◆ DÉTAILS DU PROBLÈME
Poursuivez l'extrait consacré au Drugstore Publicis des Champs-Élysées à partir de sa dernière phrase.

──────── EXTRAIT FOURNI

Le 8 novembre 1960, on donne les résultats de la présidentielle américaine en live au Drugstore.

Billet d'humeur journalistique :

" ...comment allier l'actualité à l'histoire .... !!!"




Le 8 novembre 1960, on donne les résultats de la présidentielle américaine en live au Drugstore.



Eric Frechon





Info Grazia
L'enseigne de l'agence Publicis relance son restaurant des Champs-Elysées. Retour sur l'histoire de ce lieu mythique.

"J'ai pas peur des petits minets qui mangent leur Ron-Ron au Drugstore." De la pâtée pour chats à la carte du Drugstore ? La suggestion déconcerterait le chef trois étoiles Eric Frechon, qui a d'autres projets pour la tonitruante réouverture du restaurant parisien. Et pourtant, c'est sans doute cet extrait de la chanson Les Playboys, de Jacques Dutronc, qui entretient encore la renommée de cette enseigne du haut des Champs-Elysées : dans les années 60, le Drugstore Publicis est en effet le repaire d'une certaine jeunesse bien née. Les minets "blousons dorés" et leur version plus rugueuse : "la bande du Drugstore".

────────────────
──────── ENREGISTREMENTS DE DONNÉES

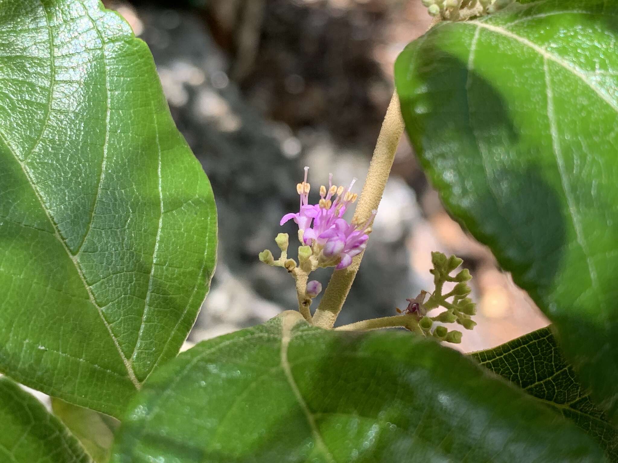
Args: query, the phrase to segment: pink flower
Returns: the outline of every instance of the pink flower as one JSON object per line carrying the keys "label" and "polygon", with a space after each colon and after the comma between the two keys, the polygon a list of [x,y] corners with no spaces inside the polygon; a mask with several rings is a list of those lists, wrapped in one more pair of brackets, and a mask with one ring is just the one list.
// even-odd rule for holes
{"label": "pink flower", "polygon": [[311,226],[311,220],[317,217],[318,211],[316,206],[308,204],[309,190],[311,189],[311,185],[307,183],[308,170],[308,167],[305,168],[305,180],[302,183],[298,183],[296,185],[296,191],[300,196],[300,206],[298,212],[295,214],[294,212],[286,214],[281,218],[281,220],[279,223],[280,225],[282,225],[290,219],[294,219],[294,222],[298,226],[298,229],[304,231],[307,227]]}
{"label": "pink flower", "polygon": [[[355,256],[360,254],[367,246],[370,225],[375,217],[375,211],[362,225],[349,223],[342,217],[358,195],[351,192],[356,178],[347,188],[332,185],[332,174],[329,176],[328,189],[323,185],[320,188],[320,199],[317,204],[308,204],[309,184],[307,183],[308,167],[305,168],[305,180],[297,185],[300,195],[300,207],[297,214],[284,215],[280,223],[283,225],[294,219],[298,228],[303,231],[303,241],[311,244],[314,252],[321,251],[320,260],[325,265],[336,264],[336,269],[341,270],[352,264]],[[313,222],[313,224],[312,222]],[[324,259],[325,258],[325,259]]]}

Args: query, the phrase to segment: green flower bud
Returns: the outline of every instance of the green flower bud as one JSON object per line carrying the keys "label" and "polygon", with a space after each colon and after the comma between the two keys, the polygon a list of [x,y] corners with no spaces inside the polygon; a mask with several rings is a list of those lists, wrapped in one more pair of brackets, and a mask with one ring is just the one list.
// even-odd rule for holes
{"label": "green flower bud", "polygon": [[453,312],[451,311],[442,312],[436,317],[436,320],[441,323],[455,323],[455,322],[457,321],[457,315],[453,314]]}
{"label": "green flower bud", "polygon": [[273,253],[271,252],[268,249],[265,249],[259,254],[260,260],[261,261],[265,264],[268,264],[269,265],[272,265],[274,264],[274,257],[273,257]]}
{"label": "green flower bud", "polygon": [[427,9],[427,11],[432,16],[438,16],[440,14],[440,7],[436,4],[431,5]]}
{"label": "green flower bud", "polygon": [[436,327],[436,329],[433,330],[433,336],[441,340],[446,337],[448,332],[449,330],[446,329],[446,327]]}
{"label": "green flower bud", "polygon": [[288,259],[286,261],[286,263],[283,264],[283,266],[286,267],[286,269],[288,272],[292,272],[292,270],[296,268],[296,261],[293,259]]}
{"label": "green flower bud", "polygon": [[470,319],[464,319],[462,320],[462,325],[464,325],[464,328],[466,330],[472,330],[476,326],[476,322]]}
{"label": "green flower bud", "polygon": [[433,325],[433,320],[427,315],[425,315],[421,319],[421,321],[418,322],[418,325],[423,330],[429,330],[431,329],[431,325]]}
{"label": "green flower bud", "polygon": [[465,283],[458,283],[453,288],[453,294],[456,296],[467,296],[472,290]]}
{"label": "green flower bud", "polygon": [[455,277],[455,281],[459,282],[460,283],[465,283],[466,282],[469,282],[472,279],[472,275],[470,274],[470,270],[467,269],[464,269]]}
{"label": "green flower bud", "polygon": [[455,257],[454,255],[451,256],[449,257],[449,260],[446,262],[446,268],[448,272],[450,273],[454,270],[457,269],[459,265],[464,263],[464,260],[460,259],[459,257]]}
{"label": "green flower bud", "polygon": [[466,315],[476,314],[476,304],[473,302],[470,298],[462,299],[457,304],[457,309]]}
{"label": "green flower bud", "polygon": [[436,270],[440,270],[446,266],[446,256],[437,251],[431,252],[431,263]]}
{"label": "green flower bud", "polygon": [[459,344],[462,341],[462,333],[460,331],[449,331],[444,341],[453,344]]}
{"label": "green flower bud", "polygon": [[287,233],[279,233],[277,235],[277,238],[274,239],[274,241],[281,251],[283,252],[287,251],[287,246],[290,243],[290,237]]}

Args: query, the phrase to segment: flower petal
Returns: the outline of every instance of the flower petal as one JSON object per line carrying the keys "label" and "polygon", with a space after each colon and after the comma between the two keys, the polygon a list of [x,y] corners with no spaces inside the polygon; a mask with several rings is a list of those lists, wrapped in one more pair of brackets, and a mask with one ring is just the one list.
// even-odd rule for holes
{"label": "flower petal", "polygon": [[315,205],[303,206],[300,208],[300,214],[315,219],[318,217],[318,210]]}
{"label": "flower petal", "polygon": [[347,254],[341,254],[341,262],[337,264],[335,270],[341,270],[347,267],[349,267],[352,264],[352,257]]}
{"label": "flower petal", "polygon": [[303,241],[305,241],[305,244],[309,242],[310,240],[316,240],[317,238],[315,236],[315,230],[313,228],[307,228],[303,233]]}
{"label": "flower petal", "polygon": [[344,250],[345,247],[345,241],[339,236],[331,238],[324,245],[324,255],[327,257],[332,257],[336,256]]}
{"label": "flower petal", "polygon": [[289,214],[286,214],[281,218],[281,221],[279,222],[280,225],[282,225],[286,222],[289,220],[290,219],[296,219],[298,214],[294,214],[294,212],[290,212]]}

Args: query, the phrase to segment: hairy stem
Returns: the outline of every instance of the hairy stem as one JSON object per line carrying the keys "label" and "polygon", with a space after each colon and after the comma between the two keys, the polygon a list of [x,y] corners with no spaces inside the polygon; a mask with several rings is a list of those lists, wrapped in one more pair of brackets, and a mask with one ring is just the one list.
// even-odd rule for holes
{"label": "hairy stem", "polygon": [[407,328],[420,334],[423,330],[418,326],[418,322],[409,315],[397,315],[393,317],[383,317],[381,319],[363,320],[362,322],[344,325],[336,328],[336,331],[370,331],[382,328]]}
{"label": "hairy stem", "polygon": [[298,298],[298,312],[309,323],[313,323],[311,311],[309,309],[311,299],[307,294],[307,280],[309,279],[309,275],[298,267],[294,269],[292,273],[294,280],[296,280],[296,296]]}
{"label": "hairy stem", "polygon": [[[369,165],[367,180],[363,186],[354,214],[353,220],[358,223],[369,219],[372,211],[378,209],[403,132],[404,120],[401,117],[399,99],[397,92],[394,92]],[[313,317],[315,325],[326,329],[334,326],[337,316],[341,311],[356,273],[358,271],[363,254],[362,252],[355,257],[352,264],[347,269],[335,270],[333,273]]]}

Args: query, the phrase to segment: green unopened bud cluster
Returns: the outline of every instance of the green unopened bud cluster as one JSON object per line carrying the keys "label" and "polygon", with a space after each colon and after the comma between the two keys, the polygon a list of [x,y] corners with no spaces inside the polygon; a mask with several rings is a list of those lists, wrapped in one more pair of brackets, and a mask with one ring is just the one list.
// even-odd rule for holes
{"label": "green unopened bud cluster", "polygon": [[460,11],[468,9],[476,14],[494,13],[513,3],[515,0],[421,0],[432,16],[456,21]]}
{"label": "green unopened bud cluster", "polygon": [[[468,282],[472,277],[467,269],[460,270],[454,275],[451,275],[464,262],[455,256],[447,257],[442,252],[432,252],[431,262],[433,269],[430,271],[433,275],[435,290],[426,302],[423,302],[425,291],[421,291],[421,294],[412,301],[420,304],[418,306],[418,309],[413,312],[408,309],[405,313],[417,317],[418,328],[425,336],[431,336],[447,343],[460,343],[460,332],[449,330],[446,327],[438,325],[437,323],[456,323],[466,330],[474,328],[476,323],[472,320],[472,317],[476,314],[476,307],[468,297],[472,292]],[[443,294],[442,288],[447,282],[455,284],[450,291]],[[451,298],[452,299],[451,302],[447,301]],[[442,307],[446,310],[434,317],[427,315],[430,311],[439,307]]]}

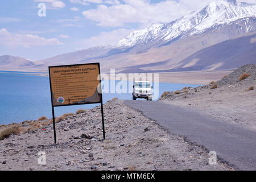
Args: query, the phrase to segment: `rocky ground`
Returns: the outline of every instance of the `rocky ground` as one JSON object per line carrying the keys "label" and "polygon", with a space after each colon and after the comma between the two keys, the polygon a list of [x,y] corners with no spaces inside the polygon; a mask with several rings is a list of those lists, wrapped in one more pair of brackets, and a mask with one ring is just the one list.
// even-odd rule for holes
{"label": "rocky ground", "polygon": [[[104,108],[105,140],[100,107],[96,107],[60,119],[56,123],[56,144],[52,124],[42,124],[39,129],[30,129],[1,140],[0,169],[233,169],[219,160],[217,165],[209,165],[205,149],[171,134],[121,100],[108,102]],[[27,129],[33,122],[38,121],[17,125]],[[46,153],[46,165],[38,164],[40,151]]]}
{"label": "rocky ground", "polygon": [[[240,81],[247,73],[250,76]],[[160,101],[188,107],[209,117],[256,130],[256,65],[243,65],[216,82],[167,92]]]}

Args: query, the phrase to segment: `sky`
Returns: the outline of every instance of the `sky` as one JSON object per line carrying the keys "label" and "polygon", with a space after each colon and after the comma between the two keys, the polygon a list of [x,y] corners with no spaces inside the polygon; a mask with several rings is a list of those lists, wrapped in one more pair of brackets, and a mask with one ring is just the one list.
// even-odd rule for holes
{"label": "sky", "polygon": [[213,1],[1,0],[0,56],[40,60],[113,45],[133,31],[169,23]]}

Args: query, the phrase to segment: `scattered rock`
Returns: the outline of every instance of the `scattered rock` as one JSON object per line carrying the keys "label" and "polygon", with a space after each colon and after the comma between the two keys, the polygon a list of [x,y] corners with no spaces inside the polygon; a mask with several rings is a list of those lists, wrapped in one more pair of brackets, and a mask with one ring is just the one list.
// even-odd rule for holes
{"label": "scattered rock", "polygon": [[81,135],[81,138],[86,138],[86,139],[92,139],[93,136],[90,136],[86,134],[82,134]]}
{"label": "scattered rock", "polygon": [[147,132],[148,131],[150,131],[150,129],[148,127],[146,127],[146,129],[144,129],[144,132]]}
{"label": "scattered rock", "polygon": [[103,163],[102,165],[104,166],[107,166],[108,165],[108,163],[106,163],[106,162]]}

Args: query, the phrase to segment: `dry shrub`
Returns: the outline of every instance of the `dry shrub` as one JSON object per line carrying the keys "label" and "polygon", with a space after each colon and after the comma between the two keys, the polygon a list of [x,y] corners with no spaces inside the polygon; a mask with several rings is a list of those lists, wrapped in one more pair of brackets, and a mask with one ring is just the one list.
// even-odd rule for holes
{"label": "dry shrub", "polygon": [[163,93],[163,94],[161,96],[161,97],[163,97],[166,96],[167,94],[167,92],[166,91],[164,93]]}
{"label": "dry shrub", "polygon": [[76,112],[76,114],[79,114],[81,113],[84,113],[85,112],[85,110],[84,109],[79,109],[77,110]]}
{"label": "dry shrub", "polygon": [[42,117],[38,118],[38,121],[44,121],[46,119],[48,119],[47,117],[46,117],[45,116],[42,116]]}
{"label": "dry shrub", "polygon": [[254,89],[254,86],[250,86],[246,89],[246,91],[253,90]]}
{"label": "dry shrub", "polygon": [[62,116],[66,117],[66,118],[67,118],[68,116],[74,115],[75,115],[74,113],[66,113],[66,114],[63,114]]}
{"label": "dry shrub", "polygon": [[251,75],[249,73],[243,73],[241,75],[240,75],[240,77],[239,77],[239,81],[241,81],[242,80],[246,79],[246,78],[249,77]]}
{"label": "dry shrub", "polygon": [[133,165],[131,165],[128,167],[128,171],[136,171],[136,167]]}
{"label": "dry shrub", "polygon": [[175,91],[174,92],[175,94],[179,94],[180,93],[180,91]]}
{"label": "dry shrub", "polygon": [[17,125],[7,127],[2,130],[0,132],[0,140],[3,140],[7,138],[10,135],[13,134],[18,134],[21,132],[24,131],[24,129]]}
{"label": "dry shrub", "polygon": [[213,84],[213,85],[212,85],[210,88],[210,89],[216,89],[218,87],[218,85],[217,85],[216,84]]}
{"label": "dry shrub", "polygon": [[67,117],[64,115],[61,115],[61,117],[55,118],[55,123],[57,123],[61,121],[64,120]]}
{"label": "dry shrub", "polygon": [[38,129],[40,129],[42,127],[41,123],[38,122],[34,122],[32,123],[30,123],[30,125],[31,126],[30,126],[27,129],[27,131],[38,130]]}
{"label": "dry shrub", "polygon": [[114,98],[112,98],[112,101],[113,101],[118,100],[118,98],[117,98],[117,97],[114,97]]}

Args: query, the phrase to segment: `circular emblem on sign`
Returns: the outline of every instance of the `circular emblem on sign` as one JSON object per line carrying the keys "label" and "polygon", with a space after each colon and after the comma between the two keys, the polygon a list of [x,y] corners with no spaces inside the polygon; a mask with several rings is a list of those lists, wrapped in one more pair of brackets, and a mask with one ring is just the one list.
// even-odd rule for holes
{"label": "circular emblem on sign", "polygon": [[60,103],[61,103],[61,104],[63,104],[64,102],[64,101],[65,101],[65,100],[62,97],[60,97],[57,99],[58,102],[60,102]]}

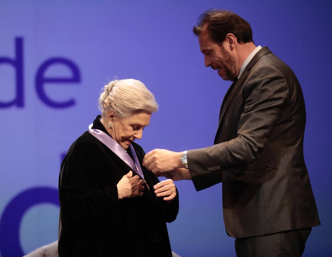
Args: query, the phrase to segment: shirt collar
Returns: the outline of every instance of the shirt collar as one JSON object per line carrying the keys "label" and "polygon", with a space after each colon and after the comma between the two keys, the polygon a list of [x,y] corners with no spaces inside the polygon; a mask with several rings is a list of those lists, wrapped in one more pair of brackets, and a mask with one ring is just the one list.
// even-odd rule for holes
{"label": "shirt collar", "polygon": [[244,68],[248,65],[248,64],[251,61],[251,59],[255,56],[255,55],[257,54],[257,52],[261,49],[262,47],[260,46],[258,46],[254,49],[253,51],[251,52],[250,54],[247,58],[247,59],[244,60],[244,62],[243,62],[243,63],[241,65],[241,67],[240,68],[240,72],[239,72],[239,75],[237,76],[237,79],[240,78],[240,77],[242,74],[242,72],[244,70]]}

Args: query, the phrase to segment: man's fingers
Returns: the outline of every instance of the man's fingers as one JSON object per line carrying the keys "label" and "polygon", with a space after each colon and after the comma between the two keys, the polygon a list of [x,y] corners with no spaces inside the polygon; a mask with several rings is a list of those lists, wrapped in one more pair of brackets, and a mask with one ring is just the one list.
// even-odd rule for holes
{"label": "man's fingers", "polygon": [[142,164],[143,166],[146,167],[151,162],[151,158],[152,155],[153,154],[154,151],[154,150],[152,150],[145,154],[144,156],[144,158],[143,158]]}
{"label": "man's fingers", "polygon": [[163,180],[162,181],[156,184],[156,185],[153,186],[153,188],[155,190],[159,188],[163,187],[164,186],[169,184],[171,183],[171,181],[172,180],[170,179]]}
{"label": "man's fingers", "polygon": [[169,185],[165,185],[163,187],[161,187],[155,190],[154,193],[160,193],[162,192],[167,191],[167,190],[170,190],[170,189],[171,189],[170,188]]}
{"label": "man's fingers", "polygon": [[172,190],[167,190],[166,191],[162,192],[161,193],[158,193],[156,195],[157,195],[158,197],[160,197],[160,196],[168,196],[172,194]]}
{"label": "man's fingers", "polygon": [[163,199],[164,201],[169,201],[170,200],[172,200],[172,199],[174,199],[174,198],[176,196],[176,193],[172,193],[170,195],[167,197],[164,197]]}

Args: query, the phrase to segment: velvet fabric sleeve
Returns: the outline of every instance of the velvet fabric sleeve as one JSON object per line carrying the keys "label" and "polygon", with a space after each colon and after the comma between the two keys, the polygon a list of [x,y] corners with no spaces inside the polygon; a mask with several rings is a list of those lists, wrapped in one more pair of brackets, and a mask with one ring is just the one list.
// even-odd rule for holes
{"label": "velvet fabric sleeve", "polygon": [[61,164],[59,188],[61,218],[92,230],[116,226],[119,223],[117,183],[97,187],[98,149],[87,139],[83,136],[75,141]]}

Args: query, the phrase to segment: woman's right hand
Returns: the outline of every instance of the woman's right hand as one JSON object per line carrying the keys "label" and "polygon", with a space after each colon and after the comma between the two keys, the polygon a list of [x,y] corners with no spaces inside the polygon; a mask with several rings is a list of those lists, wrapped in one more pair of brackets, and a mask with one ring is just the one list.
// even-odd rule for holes
{"label": "woman's right hand", "polygon": [[143,181],[139,179],[137,175],[132,177],[132,172],[130,171],[122,177],[117,185],[119,199],[142,196],[144,194],[143,184]]}

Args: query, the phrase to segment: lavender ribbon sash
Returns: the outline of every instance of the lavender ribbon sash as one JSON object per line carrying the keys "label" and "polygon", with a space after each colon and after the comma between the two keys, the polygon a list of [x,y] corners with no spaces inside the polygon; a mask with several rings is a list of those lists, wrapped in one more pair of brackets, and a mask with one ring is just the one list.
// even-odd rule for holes
{"label": "lavender ribbon sash", "polygon": [[115,140],[101,130],[93,129],[93,125],[91,124],[89,126],[88,131],[91,134],[108,147],[112,152],[119,156],[121,160],[126,163],[129,167],[144,179],[144,176],[142,171],[141,165],[139,164],[138,159],[137,158],[136,153],[132,146],[130,145],[129,147],[130,147],[131,153],[134,157],[134,160],[135,160],[134,162],[125,150],[117,143]]}

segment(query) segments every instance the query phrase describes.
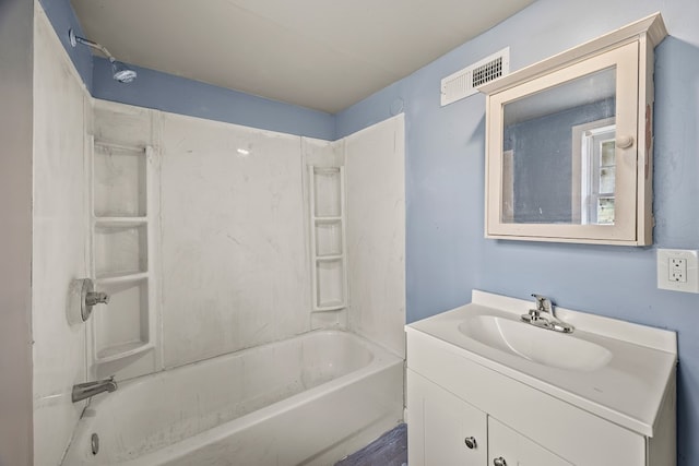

────────────────

◆ RÉSULTAT PRODUIT
Une petite centaine de jeunes obnubilés par la mode, les filles, le cinéma, la bagarre, qui écume les parages de l'Arc de Triomphe. Chaque jeudi après-midi - la pause scolaire de l'époque - et le week-end, ils se retrouvent au Drugstore pour siroter un Coca, acheter les derniers disques importés, essayer des vêtements ou feuilleter la presse étrangère. Avant de s'égayer en surboums ou de se mesurer à la bande du Golf Drouot.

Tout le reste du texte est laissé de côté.